__What you need to do__:
Copy the entries below verbatim, from the line containing "[region] cat paw" through the final line of the entries, with both ends included.

(Shape labeling items)
--- start ---

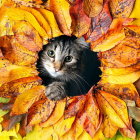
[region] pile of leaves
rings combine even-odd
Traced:
[[[0,0],[0,139],[139,138],[139,5],[139,0]],[[62,34],[90,42],[102,75],[86,95],[51,101],[35,65],[42,45]]]

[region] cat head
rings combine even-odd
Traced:
[[[68,80],[81,69],[81,55],[88,44],[83,38],[59,36],[51,39],[39,53],[38,71],[56,79]]]

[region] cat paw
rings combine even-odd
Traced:
[[[64,83],[62,82],[53,82],[48,85],[46,88],[46,96],[50,100],[61,100],[67,96]]]

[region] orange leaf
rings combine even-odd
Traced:
[[[71,35],[71,17],[69,13],[70,5],[66,0],[51,0],[50,7],[56,21],[59,25],[60,30],[65,35]]]
[[[81,111],[84,108],[85,101],[86,101],[85,95],[73,97],[73,100],[71,103],[69,103],[69,100],[68,100],[67,101],[68,105],[65,108],[65,114],[64,114],[65,118],[70,118],[81,113]]]
[[[130,121],[129,129],[128,128],[120,128],[119,131],[125,137],[129,137],[129,138],[132,138],[132,139],[136,138],[136,131],[132,127],[132,120]]]
[[[77,116],[77,121],[91,137],[98,131],[102,122],[101,112],[98,104],[92,95],[93,88],[86,95],[86,102],[83,112]]]
[[[14,97],[24,91],[41,84],[38,76],[25,77],[5,83],[0,87],[0,97]]]
[[[106,138],[112,138],[116,135],[118,127],[110,121],[108,116],[105,116],[102,125],[102,132]]]
[[[110,0],[113,17],[129,17],[135,0]]]
[[[56,102],[43,99],[35,102],[28,111],[28,124],[35,125],[46,121],[52,114]]]
[[[112,17],[110,15],[108,0],[105,2],[103,10],[101,13],[92,18],[92,25],[89,32],[86,34],[87,41],[95,41],[99,39],[103,34],[105,34],[112,22]]]
[[[101,61],[107,67],[128,67],[139,62],[140,38],[126,37],[111,50],[101,53]],[[131,58],[131,59],[130,59]]]
[[[56,102],[54,111],[52,112],[51,116],[48,118],[47,121],[40,124],[41,127],[48,127],[57,123],[64,114],[65,104],[66,104],[65,99]]]
[[[100,109],[111,123],[119,128],[129,128],[129,118],[125,102],[107,92],[98,90],[95,94]]]
[[[111,84],[100,81],[99,85],[101,85],[102,90],[108,93],[112,93],[122,99],[136,101],[137,106],[140,107],[140,96],[133,84]]]
[[[83,8],[88,17],[95,17],[103,8],[103,0],[84,0]]]
[[[20,115],[28,112],[32,104],[39,100],[45,92],[44,86],[35,86],[20,94],[14,102],[11,115]]]
[[[72,18],[72,34],[81,37],[87,33],[91,19],[84,13],[82,0],[76,0],[74,5],[71,6],[70,15]]]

--- end ---

__Full output__:
[region] cat paw
rings combine even-odd
Traced:
[[[64,83],[62,82],[53,82],[48,85],[46,88],[46,96],[50,100],[61,100],[67,96]]]

[region] orange leaf
rings combine even-odd
Traced:
[[[71,35],[71,17],[69,13],[70,5],[66,0],[51,0],[50,7],[56,21],[59,25],[60,30],[65,35]]]
[[[81,111],[84,108],[85,101],[86,101],[85,95],[73,97],[73,100],[71,103],[69,103],[69,100],[68,100],[67,101],[68,105],[65,108],[65,114],[64,114],[65,118],[70,118],[81,113]]]
[[[130,121],[129,129],[128,128],[120,128],[119,131],[125,137],[129,137],[129,138],[132,138],[132,139],[136,138],[136,131],[132,127],[132,120]]]
[[[77,116],[77,121],[91,137],[98,131],[102,122],[101,112],[98,104],[92,95],[93,88],[86,95],[86,102],[83,112]]]
[[[14,97],[24,91],[41,84],[38,76],[25,77],[5,83],[0,87],[0,97]]]
[[[106,138],[112,138],[116,135],[118,127],[110,121],[108,116],[105,116],[102,125],[102,132]]]
[[[110,0],[113,17],[129,17],[135,0]]]
[[[56,102],[43,99],[35,102],[28,111],[28,124],[35,125],[46,121],[52,114]]]
[[[112,17],[110,15],[108,0],[105,2],[103,10],[101,13],[92,18],[92,25],[89,32],[86,34],[87,41],[95,41],[99,39],[103,34],[105,34],[112,22]]]
[[[101,61],[107,67],[128,67],[139,62],[140,38],[126,37],[111,50],[101,53]],[[131,58],[131,59],[130,59]]]
[[[56,102],[54,111],[52,112],[51,116],[48,118],[47,121],[40,124],[41,127],[48,127],[57,123],[64,114],[65,104],[66,104],[65,99]]]
[[[100,109],[111,123],[119,128],[129,128],[129,118],[125,102],[107,92],[98,90],[95,94]]]
[[[111,84],[100,81],[99,85],[101,85],[102,90],[108,93],[112,93],[122,99],[136,101],[137,106],[140,107],[140,96],[133,84]]]
[[[83,8],[88,17],[95,17],[103,8],[103,0],[84,0]]]
[[[20,115],[28,112],[32,104],[39,100],[45,92],[44,86],[35,86],[20,94],[14,102],[11,115]]]
[[[72,18],[72,34],[81,37],[87,33],[91,19],[84,13],[82,0],[76,0],[74,5],[71,6],[70,15]]]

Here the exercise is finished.